WHAT IS NEEDED —
Copy every entry exactly as it reads and exclude whatever pictures appear.

Stored items from a collection
++++++++++++++++++++

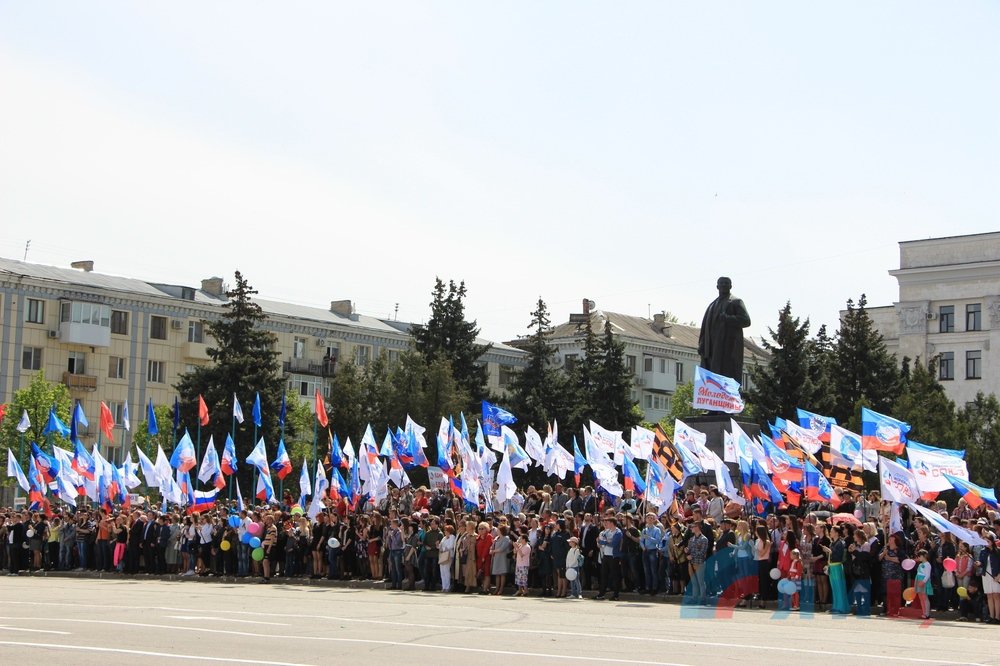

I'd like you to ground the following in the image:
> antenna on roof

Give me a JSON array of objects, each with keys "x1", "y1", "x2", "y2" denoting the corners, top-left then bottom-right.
[
  {"x1": 23, "y1": 240, "x2": 30, "y2": 261},
  {"x1": 394, "y1": 303, "x2": 399, "y2": 321}
]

++++++++++++++++++++

SOLUTION TO THE PROBLEM —
I'd like you to ground the following in the image:
> antenna on roof

Give me a JSON array of objects, each with keys "x1", "y1", "x2", "y2" denoting the corners, top-left then bottom-right.
[
  {"x1": 23, "y1": 240, "x2": 30, "y2": 261},
  {"x1": 394, "y1": 303, "x2": 399, "y2": 321}
]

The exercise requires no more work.